§ **EXERCISE INSTRUCTIONS**
Show every line of the items below that contains the string "scooter", matching case exactly.

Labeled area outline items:
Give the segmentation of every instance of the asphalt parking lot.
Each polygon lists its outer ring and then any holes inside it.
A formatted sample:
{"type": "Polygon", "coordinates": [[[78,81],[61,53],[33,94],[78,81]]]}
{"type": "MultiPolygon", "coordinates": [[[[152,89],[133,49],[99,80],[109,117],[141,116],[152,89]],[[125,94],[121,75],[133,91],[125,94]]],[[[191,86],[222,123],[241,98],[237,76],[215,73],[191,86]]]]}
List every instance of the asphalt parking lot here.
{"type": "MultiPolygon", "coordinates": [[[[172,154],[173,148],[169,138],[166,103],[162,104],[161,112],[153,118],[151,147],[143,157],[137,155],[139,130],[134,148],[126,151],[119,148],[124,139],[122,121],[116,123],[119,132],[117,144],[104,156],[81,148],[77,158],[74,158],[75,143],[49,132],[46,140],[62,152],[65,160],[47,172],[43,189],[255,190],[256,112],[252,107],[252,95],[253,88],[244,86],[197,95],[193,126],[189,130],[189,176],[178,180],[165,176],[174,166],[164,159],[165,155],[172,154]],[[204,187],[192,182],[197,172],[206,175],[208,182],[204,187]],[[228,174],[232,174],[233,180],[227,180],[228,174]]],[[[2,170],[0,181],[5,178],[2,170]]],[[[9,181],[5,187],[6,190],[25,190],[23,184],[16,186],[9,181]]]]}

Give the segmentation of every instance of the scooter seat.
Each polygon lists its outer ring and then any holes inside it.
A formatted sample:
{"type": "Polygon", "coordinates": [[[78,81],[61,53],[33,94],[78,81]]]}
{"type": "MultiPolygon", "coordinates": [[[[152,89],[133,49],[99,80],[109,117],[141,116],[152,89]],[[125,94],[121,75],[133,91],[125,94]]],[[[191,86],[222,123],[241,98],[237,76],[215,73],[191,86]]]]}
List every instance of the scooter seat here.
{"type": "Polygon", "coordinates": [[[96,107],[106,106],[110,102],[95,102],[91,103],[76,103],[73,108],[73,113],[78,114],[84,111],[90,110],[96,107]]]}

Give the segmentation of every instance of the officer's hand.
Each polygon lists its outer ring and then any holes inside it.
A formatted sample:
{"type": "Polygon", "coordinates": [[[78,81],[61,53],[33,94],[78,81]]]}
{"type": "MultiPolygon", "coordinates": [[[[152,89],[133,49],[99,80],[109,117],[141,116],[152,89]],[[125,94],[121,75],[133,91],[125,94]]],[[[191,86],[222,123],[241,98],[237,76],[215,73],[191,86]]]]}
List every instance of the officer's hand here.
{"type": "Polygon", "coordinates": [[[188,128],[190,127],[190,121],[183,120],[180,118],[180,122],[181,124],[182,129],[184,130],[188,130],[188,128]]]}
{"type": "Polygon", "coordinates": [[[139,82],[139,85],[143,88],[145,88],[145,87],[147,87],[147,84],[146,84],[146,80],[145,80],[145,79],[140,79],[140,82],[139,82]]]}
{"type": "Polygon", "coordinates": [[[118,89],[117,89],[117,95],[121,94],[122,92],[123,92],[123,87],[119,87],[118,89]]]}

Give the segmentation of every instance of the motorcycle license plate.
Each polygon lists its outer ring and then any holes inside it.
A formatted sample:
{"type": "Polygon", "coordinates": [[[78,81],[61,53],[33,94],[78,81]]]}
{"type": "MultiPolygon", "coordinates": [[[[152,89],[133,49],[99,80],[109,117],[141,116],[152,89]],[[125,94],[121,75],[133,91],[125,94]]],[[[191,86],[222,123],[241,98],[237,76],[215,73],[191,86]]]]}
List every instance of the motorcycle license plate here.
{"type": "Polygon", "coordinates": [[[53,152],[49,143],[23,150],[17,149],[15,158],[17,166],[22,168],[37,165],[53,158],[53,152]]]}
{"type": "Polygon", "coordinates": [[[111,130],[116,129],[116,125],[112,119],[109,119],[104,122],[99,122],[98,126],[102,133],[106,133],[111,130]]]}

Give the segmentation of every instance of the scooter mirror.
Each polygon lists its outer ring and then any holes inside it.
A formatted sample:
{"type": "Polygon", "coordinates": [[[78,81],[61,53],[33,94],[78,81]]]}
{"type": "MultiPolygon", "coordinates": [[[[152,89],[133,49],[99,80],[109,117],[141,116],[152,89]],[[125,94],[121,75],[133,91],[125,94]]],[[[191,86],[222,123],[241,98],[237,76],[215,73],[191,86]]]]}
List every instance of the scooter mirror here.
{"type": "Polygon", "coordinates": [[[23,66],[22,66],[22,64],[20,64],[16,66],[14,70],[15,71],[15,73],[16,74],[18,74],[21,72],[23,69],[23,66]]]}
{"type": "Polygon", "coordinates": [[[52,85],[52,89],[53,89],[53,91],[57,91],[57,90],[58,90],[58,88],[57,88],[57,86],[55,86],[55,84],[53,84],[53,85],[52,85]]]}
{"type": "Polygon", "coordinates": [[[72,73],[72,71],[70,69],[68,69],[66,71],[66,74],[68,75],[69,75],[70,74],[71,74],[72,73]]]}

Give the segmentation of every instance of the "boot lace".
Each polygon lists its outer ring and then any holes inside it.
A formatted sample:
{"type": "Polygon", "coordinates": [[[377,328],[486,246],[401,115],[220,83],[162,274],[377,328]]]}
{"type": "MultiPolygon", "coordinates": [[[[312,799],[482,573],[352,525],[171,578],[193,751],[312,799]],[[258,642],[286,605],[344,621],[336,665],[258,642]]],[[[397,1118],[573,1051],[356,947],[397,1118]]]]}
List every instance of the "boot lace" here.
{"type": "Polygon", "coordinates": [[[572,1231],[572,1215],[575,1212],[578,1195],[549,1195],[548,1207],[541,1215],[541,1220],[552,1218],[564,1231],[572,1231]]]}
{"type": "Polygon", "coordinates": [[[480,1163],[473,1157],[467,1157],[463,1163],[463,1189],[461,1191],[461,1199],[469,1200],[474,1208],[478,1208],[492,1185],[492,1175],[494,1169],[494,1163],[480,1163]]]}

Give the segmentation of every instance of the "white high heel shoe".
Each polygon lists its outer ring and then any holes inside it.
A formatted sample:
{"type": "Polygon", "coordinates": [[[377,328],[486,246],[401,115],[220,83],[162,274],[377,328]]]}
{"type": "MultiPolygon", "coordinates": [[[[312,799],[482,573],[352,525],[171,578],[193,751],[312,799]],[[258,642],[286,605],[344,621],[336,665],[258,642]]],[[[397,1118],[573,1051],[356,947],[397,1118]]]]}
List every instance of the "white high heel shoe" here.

§ **EXPECTED OUTPUT**
Give the segmentation of every instance of the scooter seat.
List every instance of the scooter seat here.
Give the segmentation of every instance of the scooter mirror.
List every instance of the scooter mirror here.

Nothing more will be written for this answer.